PROBLEM TO SOLVE: There is material below. Print exactly the lines starting at the line with "Target phrase = door handle" and ending at the line with "Target phrase = light pole", ends included, and no others.

MATERIAL PROVIDED:
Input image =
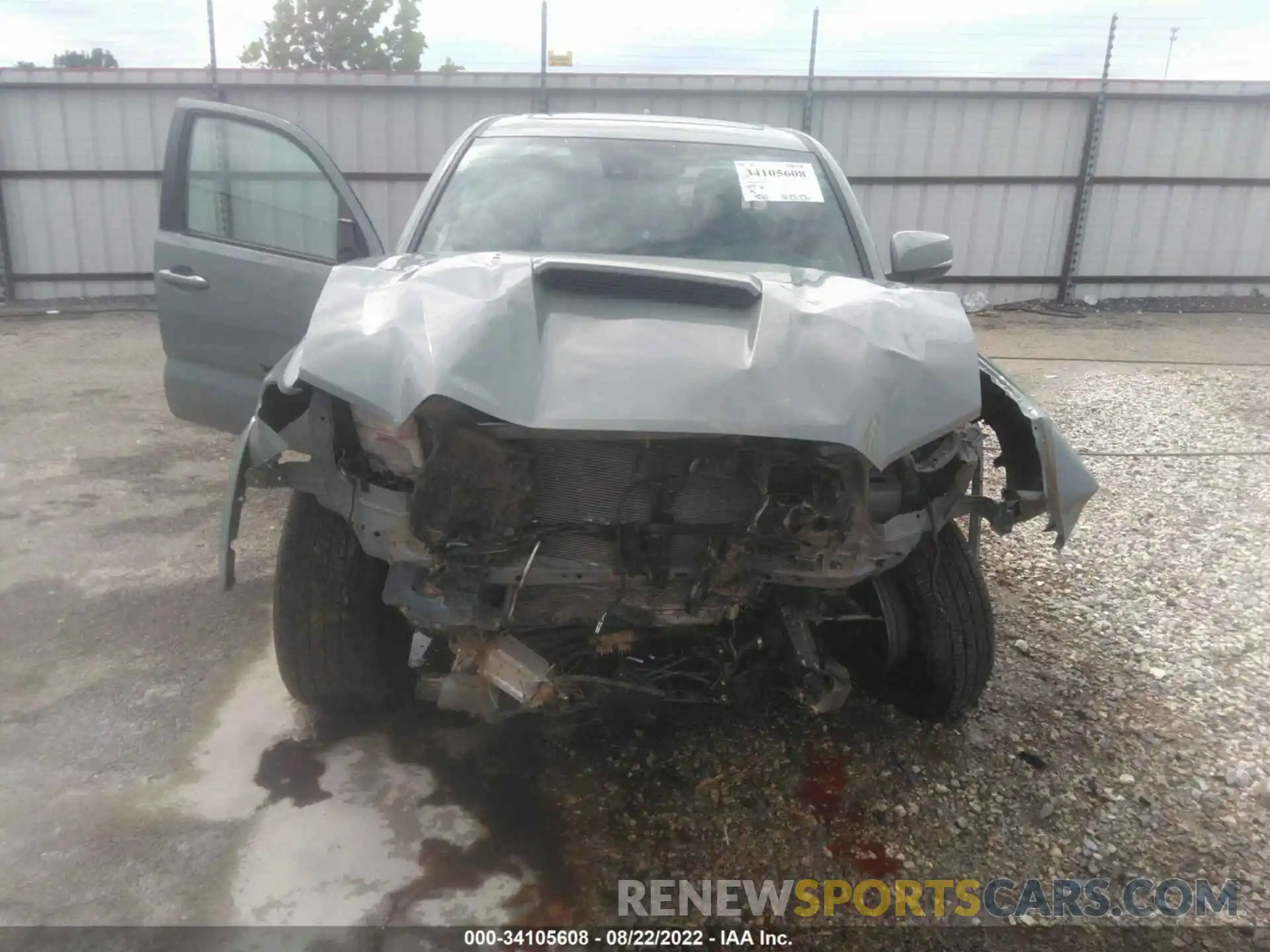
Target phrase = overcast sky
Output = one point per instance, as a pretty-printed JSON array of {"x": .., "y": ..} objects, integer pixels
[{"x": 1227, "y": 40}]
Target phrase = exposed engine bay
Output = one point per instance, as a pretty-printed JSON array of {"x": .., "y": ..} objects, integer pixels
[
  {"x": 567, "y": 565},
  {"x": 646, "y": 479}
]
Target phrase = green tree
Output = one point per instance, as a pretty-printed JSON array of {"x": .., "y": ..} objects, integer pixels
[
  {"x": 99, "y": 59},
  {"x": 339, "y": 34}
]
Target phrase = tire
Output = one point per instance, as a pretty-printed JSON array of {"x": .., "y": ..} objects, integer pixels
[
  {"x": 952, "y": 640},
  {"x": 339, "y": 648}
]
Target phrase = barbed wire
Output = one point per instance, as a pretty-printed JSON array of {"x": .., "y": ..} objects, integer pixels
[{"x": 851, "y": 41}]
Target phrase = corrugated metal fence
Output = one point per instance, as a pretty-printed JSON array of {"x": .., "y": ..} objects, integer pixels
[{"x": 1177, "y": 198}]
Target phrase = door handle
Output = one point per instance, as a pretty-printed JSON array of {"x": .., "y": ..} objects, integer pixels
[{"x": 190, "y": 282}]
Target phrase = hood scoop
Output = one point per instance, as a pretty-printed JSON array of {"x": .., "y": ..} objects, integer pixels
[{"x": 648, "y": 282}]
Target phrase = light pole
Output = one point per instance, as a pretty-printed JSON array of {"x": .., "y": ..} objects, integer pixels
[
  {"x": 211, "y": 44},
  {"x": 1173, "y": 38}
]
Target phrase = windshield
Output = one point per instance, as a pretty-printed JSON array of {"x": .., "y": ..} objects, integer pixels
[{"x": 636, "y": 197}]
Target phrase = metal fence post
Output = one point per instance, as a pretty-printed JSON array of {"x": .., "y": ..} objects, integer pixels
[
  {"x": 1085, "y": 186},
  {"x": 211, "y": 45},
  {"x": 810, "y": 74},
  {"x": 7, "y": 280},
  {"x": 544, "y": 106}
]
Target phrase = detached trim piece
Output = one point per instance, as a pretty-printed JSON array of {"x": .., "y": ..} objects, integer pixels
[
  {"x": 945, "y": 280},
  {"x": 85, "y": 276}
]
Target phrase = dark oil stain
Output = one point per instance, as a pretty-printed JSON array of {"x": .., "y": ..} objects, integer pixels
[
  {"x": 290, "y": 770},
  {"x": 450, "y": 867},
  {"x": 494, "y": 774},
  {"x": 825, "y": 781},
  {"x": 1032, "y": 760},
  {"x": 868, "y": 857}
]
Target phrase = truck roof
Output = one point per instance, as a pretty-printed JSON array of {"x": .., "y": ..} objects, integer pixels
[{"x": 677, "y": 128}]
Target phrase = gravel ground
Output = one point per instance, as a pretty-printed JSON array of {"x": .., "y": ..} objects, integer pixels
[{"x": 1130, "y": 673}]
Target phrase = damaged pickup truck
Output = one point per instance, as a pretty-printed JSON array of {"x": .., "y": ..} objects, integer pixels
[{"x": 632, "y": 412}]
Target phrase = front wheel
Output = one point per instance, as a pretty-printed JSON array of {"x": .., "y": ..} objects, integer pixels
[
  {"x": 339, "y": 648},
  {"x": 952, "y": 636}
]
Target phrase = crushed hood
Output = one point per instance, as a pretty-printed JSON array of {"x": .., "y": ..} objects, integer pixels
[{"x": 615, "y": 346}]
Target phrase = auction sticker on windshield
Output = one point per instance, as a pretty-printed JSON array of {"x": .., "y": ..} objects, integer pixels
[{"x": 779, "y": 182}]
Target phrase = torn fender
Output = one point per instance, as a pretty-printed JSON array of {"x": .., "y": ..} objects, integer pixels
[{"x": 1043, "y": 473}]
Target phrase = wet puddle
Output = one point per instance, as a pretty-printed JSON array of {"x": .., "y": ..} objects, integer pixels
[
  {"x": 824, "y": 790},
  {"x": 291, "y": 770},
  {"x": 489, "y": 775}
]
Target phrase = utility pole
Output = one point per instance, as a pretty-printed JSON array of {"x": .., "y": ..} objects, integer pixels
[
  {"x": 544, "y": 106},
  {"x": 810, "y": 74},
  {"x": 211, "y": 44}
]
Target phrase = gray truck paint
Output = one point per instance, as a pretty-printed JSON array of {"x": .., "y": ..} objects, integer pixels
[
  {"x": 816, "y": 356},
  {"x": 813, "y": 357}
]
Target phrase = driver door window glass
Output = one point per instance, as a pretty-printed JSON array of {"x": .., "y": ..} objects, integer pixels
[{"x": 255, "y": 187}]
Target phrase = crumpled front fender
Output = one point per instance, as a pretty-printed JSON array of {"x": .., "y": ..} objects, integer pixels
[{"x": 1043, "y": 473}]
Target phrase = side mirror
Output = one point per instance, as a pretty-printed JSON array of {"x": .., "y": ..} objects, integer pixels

RESULT OF THE TASK:
Target phrase = door handle
Output = one point per instance, as a pretty-printed JSON array of {"x": .., "y": ..} objects, integer pixels
[{"x": 190, "y": 282}]
Target phrase = hood scoop
Output = one point per instance, as a pretty-printed JSON array of {"x": .., "y": ..} objects, integer pixels
[{"x": 648, "y": 282}]
Target phrase = light pole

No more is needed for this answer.